Text –
====
Kingston Delivers the First Good Sub-$100 SSD (after Rebate)

I’m not sure what sort of sweetheart deal Intel inked with Kingston, but it’s paying off. Other than Hitachi, Kingston is the only company allowed to use Intel’s controllers in their SSDs. And today, it gets even more interesting. The Kingston SSDNow V Series 40GB Boot Drive is a 34nm X25-M G2 with only 40GB of MLC NAND Flash on it.

You read that right, Kingston gets to make a 40GB X25-M G2 under its own brand.

Kingston wants this to be specifically used for your OS and applications, where the speedy launch performance of an SSD is most useful. You’d keep your games, data and other large files on a separate hard drive. Why 40GB? To keep costs down of course. The Kingston drive goes on sale starting November 9th. The MSRP of the drive will be $115 ($130 with a 2.5” to 3.5” drive adapter), Kingston is offering a rebate through Newegg that will apparently drop the price to $84.99.

Kingston’s goal was to hit the sub-$100 price point and they did it, sort of. I’m not a big fan of mail-in rebates, and it remains to be seen if Newegg can keep the drive in stock at those prices, but the intention is good.


Only 5 devices means the Intel controller works in 5-channel mode, instead of 10-channel like the X25-M G2

While the drive uses an Intel 34nm X25-M controller and 34nm flash, it doesn’t have the latest firmware from Intel, which means it doesn’t support TRIM. Since it’s technically not an Intel drive you can’t update it using the firmware I linked to earlier. The drive will most likely eventually get TRIM support, just not now. Unfortunately it doesn't even work with Intel's SSD Toolbox, again, because it's technically a Kingston drive.

With only half the NAND flash of an 80GB X25-M (only five NAND devices on board), its sequential write speeds are cut in half - Kingston rates the drive at 40MB/s. Random performance suffers a bit, but sequential write performance sees the biggest hit.

If you've already got a large hard drive for games/data and don't have that many apps installed, the Kingston 40GB SSD is a perfect way to move to an SSD affordably.

Wipe When You Can’t TRIM Sequential Read/Write Speed
Comments Locked

162 Comments

View All Comments

  • Celeus - Monday, November 9, 2009 - link

    No comment regarding Anand, but the quote of $85 seems to be based on a press release from kingston.

    http://www.kingston.com/press/2009/flash/10c.asp">http://www.kingston.com/press/2009/flash/10c.asp

    Now, I've been trying to find these for that price at Newegg, and can't. The drive now shows up (just the 2.5" one, not the one including the bracket) but for $124.99 before rebate $104.99 AR.

    I bet this is an error they will fix, as $104.99 Before Rebate would make $84.99 AR, which is what Kingston mentions in their press release.

    Rebate looks good for 2 per person, so I plan on buying two for a new Windows 7 box.
  • virtualgeek - Saturday, October 31, 2009 - link

    Disclosure, I work for EMC (an enterprise information infrastructure - which includes all sorts of storage arrays).
====
Provided information –
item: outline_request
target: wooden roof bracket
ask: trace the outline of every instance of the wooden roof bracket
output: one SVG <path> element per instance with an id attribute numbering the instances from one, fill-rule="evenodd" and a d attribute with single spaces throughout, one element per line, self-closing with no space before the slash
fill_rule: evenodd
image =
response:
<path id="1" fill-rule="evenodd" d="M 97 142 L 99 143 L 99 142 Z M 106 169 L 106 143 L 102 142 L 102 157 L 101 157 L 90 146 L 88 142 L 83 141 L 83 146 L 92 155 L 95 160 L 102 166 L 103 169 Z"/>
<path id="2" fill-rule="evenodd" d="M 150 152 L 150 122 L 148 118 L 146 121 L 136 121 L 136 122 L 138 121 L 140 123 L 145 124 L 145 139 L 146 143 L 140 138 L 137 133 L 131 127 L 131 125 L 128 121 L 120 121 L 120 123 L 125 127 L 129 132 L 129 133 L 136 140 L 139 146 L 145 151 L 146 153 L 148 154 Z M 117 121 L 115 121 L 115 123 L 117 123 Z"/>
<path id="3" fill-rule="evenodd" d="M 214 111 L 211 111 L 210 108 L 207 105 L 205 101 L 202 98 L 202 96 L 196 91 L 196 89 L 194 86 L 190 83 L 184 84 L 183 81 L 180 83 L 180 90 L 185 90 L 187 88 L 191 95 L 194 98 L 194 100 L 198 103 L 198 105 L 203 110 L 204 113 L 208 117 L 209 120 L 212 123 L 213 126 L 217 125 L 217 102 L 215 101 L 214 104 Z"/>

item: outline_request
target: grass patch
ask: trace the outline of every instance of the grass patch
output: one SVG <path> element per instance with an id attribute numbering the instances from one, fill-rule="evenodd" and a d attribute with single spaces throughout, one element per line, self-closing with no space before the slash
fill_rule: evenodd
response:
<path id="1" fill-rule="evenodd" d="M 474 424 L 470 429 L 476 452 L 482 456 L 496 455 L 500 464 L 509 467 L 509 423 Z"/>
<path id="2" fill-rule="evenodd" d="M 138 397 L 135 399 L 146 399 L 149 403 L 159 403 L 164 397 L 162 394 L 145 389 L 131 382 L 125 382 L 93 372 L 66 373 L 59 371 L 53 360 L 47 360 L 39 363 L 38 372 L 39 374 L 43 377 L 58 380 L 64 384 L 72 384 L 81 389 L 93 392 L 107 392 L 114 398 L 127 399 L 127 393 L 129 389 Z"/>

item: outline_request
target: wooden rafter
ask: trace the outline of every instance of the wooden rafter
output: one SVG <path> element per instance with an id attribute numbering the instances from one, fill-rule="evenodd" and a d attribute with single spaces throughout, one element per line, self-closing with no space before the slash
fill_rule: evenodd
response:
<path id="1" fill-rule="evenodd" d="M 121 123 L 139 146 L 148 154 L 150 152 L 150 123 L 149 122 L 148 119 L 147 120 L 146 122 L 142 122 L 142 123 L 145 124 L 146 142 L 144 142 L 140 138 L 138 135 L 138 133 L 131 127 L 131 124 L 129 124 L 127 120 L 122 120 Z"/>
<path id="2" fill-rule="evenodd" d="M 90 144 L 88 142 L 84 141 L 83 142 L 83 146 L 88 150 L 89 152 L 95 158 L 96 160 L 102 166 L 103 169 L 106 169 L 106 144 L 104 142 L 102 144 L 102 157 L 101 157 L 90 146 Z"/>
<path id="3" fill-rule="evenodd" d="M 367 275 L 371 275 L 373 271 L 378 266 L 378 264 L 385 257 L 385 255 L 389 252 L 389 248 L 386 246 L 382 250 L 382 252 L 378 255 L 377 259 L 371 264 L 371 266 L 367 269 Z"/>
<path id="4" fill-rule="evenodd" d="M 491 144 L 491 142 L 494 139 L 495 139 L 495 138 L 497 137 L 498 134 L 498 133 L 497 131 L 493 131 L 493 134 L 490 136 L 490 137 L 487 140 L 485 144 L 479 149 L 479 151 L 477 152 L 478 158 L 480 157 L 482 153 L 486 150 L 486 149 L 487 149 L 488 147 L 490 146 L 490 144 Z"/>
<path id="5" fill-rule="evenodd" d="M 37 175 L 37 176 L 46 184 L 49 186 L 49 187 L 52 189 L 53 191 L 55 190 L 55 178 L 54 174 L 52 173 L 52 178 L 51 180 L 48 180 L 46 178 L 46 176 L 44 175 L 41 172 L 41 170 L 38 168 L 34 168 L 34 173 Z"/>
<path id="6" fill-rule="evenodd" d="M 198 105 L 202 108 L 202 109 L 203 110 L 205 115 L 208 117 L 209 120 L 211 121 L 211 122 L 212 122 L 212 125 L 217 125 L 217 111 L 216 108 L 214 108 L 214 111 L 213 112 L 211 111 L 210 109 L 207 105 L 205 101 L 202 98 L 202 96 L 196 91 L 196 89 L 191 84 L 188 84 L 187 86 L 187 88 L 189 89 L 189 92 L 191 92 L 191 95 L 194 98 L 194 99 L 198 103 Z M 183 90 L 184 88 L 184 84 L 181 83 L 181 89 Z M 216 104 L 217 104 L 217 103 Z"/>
====
Goal –
From the Kingston SSD article above, extract the passage starting at "Kingston wants this" and ending at "price to $84.99.", word for word.

Task response –
Kingston wants this to be specifically used for your OS and applications, where the speedy launch performance of an SSD is most useful. You’d keep your games, data and other large files on a separate hard drive. Why 40GB? To keep costs down of course. The Kingston drive goes on sale starting November 9th. The MSRP of the drive will be $115 ($130 with a 2.5” to 3.5” drive adapter), Kingston is offering a rebate through Newegg that will apparently drop the price to $84.99.